*Recorded data*.
::::::

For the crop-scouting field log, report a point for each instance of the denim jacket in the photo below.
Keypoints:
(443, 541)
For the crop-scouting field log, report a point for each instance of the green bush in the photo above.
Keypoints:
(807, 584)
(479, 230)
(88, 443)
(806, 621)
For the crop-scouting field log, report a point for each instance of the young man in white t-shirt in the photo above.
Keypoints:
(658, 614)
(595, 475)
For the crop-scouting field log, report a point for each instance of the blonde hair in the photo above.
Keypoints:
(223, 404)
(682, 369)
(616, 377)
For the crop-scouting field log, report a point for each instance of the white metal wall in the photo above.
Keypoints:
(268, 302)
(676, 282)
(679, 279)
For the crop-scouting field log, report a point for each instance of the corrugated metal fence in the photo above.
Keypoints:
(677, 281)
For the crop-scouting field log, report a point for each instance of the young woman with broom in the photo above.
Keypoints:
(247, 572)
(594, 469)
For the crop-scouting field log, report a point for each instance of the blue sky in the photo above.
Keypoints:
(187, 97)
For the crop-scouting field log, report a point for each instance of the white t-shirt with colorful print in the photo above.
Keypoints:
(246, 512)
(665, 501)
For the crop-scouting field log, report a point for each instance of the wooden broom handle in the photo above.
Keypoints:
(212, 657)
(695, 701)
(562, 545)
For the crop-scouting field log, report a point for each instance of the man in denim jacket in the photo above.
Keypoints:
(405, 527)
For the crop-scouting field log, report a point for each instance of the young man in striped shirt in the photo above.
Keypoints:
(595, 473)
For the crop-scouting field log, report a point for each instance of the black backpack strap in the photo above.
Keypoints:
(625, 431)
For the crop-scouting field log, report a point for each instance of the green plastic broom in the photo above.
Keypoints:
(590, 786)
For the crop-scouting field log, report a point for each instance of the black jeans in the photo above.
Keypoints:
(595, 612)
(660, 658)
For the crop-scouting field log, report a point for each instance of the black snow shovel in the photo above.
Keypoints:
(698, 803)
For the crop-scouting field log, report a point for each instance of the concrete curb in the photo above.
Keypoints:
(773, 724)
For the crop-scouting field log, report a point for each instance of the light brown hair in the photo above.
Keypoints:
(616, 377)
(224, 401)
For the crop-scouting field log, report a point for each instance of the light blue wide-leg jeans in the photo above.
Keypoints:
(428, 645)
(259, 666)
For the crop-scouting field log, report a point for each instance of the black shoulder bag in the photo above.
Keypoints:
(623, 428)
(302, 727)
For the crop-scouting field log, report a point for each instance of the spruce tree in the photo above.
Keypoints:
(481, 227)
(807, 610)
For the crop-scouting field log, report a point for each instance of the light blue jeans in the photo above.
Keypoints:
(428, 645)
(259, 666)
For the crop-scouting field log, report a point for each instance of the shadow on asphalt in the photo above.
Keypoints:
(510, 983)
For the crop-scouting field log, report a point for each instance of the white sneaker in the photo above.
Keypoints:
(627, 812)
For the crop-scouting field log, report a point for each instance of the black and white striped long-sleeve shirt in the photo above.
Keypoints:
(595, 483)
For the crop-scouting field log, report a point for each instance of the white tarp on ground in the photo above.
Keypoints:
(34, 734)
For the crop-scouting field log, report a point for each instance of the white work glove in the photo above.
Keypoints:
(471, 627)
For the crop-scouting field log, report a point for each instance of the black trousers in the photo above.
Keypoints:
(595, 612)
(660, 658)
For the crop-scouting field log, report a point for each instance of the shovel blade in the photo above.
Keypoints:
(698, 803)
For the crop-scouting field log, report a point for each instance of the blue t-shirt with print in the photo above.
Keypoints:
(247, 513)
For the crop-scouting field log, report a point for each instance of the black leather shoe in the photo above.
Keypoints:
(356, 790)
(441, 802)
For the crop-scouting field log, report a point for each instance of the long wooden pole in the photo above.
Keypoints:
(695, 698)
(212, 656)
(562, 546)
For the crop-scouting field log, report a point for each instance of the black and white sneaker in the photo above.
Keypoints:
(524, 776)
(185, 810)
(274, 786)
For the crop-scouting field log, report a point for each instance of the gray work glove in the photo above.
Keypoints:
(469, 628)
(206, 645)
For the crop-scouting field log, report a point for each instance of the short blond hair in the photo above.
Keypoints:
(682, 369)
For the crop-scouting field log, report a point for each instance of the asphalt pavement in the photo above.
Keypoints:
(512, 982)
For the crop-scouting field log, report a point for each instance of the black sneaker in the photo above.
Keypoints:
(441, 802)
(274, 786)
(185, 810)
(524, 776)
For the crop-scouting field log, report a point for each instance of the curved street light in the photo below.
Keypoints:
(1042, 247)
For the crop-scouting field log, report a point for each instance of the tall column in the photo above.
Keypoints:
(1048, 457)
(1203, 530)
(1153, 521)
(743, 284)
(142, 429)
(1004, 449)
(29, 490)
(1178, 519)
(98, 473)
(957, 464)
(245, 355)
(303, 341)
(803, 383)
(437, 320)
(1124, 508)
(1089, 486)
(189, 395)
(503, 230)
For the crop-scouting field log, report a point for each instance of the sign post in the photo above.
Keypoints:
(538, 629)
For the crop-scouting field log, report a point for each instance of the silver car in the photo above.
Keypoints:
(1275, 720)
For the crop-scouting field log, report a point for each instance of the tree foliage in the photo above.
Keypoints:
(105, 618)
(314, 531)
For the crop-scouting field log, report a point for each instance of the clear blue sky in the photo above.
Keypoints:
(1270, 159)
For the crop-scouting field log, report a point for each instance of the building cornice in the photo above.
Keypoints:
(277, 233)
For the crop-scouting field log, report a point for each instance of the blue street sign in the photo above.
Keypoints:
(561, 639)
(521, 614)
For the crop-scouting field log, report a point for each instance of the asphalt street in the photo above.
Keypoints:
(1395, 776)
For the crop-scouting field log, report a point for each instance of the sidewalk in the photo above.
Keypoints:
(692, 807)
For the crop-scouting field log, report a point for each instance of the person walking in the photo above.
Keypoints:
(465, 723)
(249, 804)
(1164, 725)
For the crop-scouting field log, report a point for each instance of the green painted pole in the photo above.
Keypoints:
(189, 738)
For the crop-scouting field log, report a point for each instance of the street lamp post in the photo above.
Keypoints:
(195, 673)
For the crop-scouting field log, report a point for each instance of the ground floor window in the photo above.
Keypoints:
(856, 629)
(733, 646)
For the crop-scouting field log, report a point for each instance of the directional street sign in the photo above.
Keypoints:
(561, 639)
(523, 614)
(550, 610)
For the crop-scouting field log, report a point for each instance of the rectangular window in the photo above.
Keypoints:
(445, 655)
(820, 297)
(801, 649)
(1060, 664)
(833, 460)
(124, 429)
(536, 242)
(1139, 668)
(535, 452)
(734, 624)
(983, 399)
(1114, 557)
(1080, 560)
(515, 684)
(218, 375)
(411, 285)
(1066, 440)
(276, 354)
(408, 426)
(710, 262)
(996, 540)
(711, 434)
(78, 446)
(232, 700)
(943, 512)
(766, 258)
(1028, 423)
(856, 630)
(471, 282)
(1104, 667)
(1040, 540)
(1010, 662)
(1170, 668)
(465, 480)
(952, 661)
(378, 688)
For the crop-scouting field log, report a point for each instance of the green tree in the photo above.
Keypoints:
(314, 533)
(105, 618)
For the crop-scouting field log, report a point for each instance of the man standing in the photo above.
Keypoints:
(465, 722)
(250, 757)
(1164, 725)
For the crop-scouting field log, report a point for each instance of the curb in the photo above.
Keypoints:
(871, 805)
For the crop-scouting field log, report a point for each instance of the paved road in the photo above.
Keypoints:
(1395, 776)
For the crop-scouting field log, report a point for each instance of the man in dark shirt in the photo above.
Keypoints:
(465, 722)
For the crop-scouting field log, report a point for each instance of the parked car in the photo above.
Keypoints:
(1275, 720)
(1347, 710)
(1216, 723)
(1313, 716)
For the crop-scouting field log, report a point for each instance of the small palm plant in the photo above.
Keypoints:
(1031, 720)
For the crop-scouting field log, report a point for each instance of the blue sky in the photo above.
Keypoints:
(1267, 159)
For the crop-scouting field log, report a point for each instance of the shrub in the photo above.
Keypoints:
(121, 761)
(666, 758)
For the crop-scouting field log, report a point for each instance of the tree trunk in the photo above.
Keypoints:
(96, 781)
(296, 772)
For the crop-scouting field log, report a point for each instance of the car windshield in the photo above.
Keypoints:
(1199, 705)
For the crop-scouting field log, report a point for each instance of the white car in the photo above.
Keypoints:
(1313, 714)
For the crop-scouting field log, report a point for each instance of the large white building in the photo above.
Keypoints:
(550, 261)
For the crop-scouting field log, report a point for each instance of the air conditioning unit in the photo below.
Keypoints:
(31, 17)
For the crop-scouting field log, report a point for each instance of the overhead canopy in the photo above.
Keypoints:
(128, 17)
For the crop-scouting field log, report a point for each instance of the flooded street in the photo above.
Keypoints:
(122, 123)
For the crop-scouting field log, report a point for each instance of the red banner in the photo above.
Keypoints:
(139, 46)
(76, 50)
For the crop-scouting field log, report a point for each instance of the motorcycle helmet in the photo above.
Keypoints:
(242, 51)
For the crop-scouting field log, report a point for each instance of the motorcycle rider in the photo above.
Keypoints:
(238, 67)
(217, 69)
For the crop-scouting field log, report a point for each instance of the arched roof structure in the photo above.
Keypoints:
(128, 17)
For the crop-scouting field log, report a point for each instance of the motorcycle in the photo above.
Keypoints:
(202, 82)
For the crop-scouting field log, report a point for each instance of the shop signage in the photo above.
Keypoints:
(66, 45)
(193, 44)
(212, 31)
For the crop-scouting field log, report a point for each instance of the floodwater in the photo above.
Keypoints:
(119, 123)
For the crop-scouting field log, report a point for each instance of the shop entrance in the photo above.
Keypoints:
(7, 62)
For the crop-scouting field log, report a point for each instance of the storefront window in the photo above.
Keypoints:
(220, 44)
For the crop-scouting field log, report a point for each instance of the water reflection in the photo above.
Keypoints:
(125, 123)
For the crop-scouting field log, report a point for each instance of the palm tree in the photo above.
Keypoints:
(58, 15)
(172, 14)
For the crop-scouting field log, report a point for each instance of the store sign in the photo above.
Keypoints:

::::::

*Goal*.
Format the records as a numbered list, from the line with "windshield in the photo above." through the line with "(1313, 714)", both included. Leave out any blank lines.

*Exercise output*.
1. For the crop-scouting field log, report a point for each instance of the car windshield in the photo above.
2. Keypoints:
3. (1199, 705)
4. For the crop-scouting field log, report a point for each instance of the white car in the photo above.
5. Keypoints:
6. (1313, 714)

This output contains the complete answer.